• _SUPPLIED ENTRIES_:

......

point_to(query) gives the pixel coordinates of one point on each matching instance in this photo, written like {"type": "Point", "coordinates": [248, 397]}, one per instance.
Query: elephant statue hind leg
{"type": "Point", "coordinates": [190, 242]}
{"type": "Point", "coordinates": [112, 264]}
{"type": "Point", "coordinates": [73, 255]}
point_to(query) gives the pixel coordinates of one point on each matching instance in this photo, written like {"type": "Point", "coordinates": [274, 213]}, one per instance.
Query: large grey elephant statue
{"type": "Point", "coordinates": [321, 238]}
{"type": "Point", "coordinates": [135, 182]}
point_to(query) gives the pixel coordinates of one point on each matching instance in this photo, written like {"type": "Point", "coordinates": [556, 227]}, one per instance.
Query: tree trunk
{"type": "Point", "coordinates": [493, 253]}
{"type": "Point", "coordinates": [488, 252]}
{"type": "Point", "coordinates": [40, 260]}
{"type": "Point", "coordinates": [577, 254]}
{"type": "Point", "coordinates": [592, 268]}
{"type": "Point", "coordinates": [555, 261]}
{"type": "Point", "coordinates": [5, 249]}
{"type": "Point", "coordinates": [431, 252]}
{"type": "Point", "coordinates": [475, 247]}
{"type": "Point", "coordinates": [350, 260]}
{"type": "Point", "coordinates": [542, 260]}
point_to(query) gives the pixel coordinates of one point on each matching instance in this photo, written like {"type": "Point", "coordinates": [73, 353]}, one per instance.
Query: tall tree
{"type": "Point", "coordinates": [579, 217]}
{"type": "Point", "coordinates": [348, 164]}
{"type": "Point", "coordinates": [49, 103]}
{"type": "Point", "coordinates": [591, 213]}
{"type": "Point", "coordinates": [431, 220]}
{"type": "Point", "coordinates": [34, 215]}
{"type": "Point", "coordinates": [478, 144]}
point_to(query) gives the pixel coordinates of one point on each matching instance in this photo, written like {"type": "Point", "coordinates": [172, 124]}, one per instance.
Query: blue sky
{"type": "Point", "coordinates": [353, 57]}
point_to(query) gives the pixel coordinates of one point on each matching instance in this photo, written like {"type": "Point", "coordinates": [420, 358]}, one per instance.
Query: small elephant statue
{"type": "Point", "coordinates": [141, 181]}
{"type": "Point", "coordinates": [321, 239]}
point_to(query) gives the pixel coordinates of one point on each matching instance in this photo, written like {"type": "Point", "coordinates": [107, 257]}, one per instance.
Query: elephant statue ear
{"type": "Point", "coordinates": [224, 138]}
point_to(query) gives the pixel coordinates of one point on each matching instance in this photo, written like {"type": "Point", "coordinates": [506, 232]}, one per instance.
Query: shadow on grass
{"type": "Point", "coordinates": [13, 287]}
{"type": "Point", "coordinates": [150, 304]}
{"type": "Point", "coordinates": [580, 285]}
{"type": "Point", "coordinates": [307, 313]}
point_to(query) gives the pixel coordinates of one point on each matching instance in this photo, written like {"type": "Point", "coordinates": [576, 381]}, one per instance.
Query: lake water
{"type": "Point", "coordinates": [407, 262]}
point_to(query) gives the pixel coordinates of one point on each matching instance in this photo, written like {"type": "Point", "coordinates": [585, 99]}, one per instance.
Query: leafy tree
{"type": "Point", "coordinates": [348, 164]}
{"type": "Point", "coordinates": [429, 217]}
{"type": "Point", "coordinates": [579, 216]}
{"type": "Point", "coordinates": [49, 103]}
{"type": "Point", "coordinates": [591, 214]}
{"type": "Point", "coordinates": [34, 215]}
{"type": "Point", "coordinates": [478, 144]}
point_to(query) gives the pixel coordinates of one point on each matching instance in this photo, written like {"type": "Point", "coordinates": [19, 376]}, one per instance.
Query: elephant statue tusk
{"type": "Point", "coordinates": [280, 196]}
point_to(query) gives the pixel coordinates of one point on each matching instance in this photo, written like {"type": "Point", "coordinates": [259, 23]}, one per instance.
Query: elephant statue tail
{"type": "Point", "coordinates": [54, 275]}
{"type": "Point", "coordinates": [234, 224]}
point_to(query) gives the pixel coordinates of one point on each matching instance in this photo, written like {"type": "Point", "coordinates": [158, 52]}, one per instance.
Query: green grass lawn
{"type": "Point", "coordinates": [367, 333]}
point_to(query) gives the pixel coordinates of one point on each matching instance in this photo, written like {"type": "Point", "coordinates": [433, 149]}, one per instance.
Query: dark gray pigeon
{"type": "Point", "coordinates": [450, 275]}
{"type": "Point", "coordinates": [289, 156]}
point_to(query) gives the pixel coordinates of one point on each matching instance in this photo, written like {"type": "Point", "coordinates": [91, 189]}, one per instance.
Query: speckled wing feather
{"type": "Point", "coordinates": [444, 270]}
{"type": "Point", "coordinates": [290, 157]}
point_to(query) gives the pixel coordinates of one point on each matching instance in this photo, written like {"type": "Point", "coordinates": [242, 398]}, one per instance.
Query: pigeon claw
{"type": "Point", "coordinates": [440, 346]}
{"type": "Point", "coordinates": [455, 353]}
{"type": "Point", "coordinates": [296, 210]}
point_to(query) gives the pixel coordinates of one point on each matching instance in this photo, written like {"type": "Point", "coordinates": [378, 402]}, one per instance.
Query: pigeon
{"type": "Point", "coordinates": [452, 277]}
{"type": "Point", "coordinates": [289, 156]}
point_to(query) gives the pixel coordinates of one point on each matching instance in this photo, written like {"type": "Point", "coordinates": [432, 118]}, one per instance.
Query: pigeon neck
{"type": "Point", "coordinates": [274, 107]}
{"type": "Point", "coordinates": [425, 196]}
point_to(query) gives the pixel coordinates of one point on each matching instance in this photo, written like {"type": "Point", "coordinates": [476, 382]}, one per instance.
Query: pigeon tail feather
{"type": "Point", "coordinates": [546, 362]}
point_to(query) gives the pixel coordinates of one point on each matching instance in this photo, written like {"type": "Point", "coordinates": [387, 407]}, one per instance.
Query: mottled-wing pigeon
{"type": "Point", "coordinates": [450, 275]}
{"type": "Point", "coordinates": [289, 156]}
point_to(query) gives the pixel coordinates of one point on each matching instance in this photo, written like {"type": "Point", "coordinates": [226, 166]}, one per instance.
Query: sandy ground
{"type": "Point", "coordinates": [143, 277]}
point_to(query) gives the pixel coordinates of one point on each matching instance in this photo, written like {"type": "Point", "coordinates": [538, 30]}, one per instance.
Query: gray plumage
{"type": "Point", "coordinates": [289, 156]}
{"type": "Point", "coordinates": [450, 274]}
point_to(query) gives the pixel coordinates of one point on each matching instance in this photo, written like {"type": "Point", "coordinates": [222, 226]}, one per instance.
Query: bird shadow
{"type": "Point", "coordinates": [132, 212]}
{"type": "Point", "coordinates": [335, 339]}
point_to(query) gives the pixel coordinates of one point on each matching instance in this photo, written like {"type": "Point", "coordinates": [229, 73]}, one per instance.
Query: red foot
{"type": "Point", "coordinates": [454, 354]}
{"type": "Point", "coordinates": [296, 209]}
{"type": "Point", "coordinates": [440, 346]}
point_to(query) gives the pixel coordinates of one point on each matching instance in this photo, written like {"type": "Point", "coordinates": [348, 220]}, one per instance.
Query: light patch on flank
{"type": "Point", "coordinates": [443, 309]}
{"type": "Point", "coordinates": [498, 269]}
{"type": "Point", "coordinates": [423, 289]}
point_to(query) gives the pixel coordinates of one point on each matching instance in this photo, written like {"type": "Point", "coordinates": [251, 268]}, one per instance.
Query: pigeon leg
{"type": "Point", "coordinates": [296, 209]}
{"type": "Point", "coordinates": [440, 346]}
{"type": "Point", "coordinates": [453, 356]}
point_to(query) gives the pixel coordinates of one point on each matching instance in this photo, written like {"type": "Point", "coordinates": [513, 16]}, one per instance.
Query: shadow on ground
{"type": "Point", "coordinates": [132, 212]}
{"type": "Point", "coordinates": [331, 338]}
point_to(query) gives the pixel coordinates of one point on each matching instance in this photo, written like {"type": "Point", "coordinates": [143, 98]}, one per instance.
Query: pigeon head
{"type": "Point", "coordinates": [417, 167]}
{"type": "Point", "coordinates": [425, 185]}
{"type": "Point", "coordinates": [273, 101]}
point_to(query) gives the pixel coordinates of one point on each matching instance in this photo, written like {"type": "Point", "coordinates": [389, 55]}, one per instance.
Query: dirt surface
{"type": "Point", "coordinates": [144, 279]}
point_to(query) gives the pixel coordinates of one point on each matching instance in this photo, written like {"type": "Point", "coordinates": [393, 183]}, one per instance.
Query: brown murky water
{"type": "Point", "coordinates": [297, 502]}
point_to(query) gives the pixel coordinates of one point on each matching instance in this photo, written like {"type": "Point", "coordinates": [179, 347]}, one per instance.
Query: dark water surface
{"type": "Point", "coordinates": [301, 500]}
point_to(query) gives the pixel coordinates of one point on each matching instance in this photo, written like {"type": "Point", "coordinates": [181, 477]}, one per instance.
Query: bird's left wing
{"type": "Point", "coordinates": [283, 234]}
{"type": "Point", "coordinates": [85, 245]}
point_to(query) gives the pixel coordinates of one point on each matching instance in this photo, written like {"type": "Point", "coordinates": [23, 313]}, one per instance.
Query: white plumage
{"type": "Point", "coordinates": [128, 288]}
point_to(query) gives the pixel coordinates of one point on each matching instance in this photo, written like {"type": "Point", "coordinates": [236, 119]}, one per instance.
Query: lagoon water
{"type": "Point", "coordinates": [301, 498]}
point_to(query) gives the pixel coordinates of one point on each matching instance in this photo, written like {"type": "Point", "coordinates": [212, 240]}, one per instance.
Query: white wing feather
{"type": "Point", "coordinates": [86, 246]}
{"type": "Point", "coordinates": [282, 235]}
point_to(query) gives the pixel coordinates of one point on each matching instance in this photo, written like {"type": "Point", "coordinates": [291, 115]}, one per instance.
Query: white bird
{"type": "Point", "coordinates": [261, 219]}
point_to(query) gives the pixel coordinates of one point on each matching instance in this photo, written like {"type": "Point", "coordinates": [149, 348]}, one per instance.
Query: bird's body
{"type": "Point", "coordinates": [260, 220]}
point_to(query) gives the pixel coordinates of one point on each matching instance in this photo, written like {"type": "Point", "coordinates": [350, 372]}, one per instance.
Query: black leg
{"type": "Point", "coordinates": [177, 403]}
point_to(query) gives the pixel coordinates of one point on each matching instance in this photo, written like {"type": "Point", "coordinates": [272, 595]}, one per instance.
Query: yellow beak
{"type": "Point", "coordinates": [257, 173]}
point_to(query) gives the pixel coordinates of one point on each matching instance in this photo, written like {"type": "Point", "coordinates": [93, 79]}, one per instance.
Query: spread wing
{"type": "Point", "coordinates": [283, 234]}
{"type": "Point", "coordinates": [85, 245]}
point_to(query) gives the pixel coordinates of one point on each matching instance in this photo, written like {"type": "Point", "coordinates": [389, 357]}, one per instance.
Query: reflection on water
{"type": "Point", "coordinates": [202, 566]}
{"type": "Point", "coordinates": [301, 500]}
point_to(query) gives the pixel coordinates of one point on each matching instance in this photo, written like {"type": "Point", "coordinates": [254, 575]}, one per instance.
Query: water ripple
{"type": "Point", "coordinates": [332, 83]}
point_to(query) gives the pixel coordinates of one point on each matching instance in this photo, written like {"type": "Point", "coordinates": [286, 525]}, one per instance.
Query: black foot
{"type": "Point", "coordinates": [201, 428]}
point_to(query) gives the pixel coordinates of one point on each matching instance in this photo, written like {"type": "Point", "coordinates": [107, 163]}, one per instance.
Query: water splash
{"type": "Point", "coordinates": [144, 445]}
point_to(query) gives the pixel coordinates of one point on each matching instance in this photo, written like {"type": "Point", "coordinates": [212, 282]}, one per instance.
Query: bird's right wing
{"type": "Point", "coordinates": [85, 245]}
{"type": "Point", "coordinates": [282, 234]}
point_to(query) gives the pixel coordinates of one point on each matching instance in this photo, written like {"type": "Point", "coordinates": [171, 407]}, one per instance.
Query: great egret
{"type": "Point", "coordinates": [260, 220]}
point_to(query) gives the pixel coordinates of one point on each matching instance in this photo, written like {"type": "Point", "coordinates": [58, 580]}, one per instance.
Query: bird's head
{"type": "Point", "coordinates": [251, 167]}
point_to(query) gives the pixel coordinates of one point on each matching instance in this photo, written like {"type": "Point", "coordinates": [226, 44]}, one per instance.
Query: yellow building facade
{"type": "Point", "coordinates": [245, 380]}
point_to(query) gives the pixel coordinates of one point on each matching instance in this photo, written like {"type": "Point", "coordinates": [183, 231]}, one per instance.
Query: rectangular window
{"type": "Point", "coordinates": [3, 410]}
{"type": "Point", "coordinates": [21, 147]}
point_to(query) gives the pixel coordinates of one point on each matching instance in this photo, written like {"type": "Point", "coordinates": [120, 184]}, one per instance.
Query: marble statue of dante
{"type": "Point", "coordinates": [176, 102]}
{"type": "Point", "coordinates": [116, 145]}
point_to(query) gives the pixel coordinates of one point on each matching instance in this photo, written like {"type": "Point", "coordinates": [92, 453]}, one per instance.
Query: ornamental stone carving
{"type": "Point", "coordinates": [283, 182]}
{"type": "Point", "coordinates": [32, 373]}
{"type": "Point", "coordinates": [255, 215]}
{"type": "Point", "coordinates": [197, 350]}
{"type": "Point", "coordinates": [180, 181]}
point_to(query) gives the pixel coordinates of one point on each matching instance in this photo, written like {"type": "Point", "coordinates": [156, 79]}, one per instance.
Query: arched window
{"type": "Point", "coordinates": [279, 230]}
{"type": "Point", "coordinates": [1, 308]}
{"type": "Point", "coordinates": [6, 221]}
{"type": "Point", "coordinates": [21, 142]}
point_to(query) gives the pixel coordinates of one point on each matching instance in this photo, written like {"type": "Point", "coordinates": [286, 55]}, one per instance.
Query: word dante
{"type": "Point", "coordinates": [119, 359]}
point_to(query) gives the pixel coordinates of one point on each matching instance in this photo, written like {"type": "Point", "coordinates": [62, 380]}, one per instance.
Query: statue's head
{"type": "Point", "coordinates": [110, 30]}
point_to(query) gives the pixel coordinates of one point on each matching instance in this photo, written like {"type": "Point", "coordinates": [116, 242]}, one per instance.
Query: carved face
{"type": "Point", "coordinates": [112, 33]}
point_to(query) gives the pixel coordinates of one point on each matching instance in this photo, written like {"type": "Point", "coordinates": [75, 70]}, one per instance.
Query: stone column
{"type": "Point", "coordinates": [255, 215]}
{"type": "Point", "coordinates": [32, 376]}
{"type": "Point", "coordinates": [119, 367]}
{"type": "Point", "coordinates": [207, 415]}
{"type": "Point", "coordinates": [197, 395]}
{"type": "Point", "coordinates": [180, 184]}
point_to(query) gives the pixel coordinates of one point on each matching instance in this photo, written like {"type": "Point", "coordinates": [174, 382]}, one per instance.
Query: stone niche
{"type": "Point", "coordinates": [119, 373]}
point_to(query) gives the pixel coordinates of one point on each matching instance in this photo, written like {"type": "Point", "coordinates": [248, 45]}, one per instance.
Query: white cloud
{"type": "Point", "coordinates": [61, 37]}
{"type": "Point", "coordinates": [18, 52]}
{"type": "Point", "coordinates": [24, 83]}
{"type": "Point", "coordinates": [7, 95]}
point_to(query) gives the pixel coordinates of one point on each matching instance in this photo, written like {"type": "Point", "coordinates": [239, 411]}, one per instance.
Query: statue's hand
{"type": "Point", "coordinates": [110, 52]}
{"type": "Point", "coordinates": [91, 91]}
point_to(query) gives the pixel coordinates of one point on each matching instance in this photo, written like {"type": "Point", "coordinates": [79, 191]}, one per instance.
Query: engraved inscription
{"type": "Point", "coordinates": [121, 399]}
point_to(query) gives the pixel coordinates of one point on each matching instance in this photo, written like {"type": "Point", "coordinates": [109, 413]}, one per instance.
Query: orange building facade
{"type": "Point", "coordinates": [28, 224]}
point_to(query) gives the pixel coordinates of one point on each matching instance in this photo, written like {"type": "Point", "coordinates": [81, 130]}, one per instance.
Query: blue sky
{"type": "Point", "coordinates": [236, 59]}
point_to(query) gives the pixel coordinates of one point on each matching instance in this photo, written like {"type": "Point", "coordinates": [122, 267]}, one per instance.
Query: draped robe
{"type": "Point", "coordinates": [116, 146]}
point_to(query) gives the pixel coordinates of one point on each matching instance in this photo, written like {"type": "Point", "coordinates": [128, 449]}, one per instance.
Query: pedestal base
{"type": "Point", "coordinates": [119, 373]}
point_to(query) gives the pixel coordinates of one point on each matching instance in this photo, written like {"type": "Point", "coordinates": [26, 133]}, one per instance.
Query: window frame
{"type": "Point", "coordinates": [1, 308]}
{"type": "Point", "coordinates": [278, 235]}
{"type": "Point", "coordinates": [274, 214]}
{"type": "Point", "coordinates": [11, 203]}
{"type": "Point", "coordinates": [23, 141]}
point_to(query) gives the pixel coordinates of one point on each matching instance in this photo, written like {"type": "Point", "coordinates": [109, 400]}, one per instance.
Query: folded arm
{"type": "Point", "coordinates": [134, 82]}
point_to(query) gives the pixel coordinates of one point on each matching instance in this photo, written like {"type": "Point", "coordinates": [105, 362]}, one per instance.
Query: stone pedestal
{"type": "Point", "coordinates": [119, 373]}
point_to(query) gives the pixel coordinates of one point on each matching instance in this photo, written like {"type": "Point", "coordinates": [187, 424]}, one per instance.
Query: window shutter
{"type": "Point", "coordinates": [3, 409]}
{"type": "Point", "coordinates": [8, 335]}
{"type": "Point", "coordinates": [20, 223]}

......

• _GOAL_: Show each line above that contains the word "head". Case counts.

• _THE OUTPUT_:
Query: pigeon head
Query: bird's head
Query: statue's head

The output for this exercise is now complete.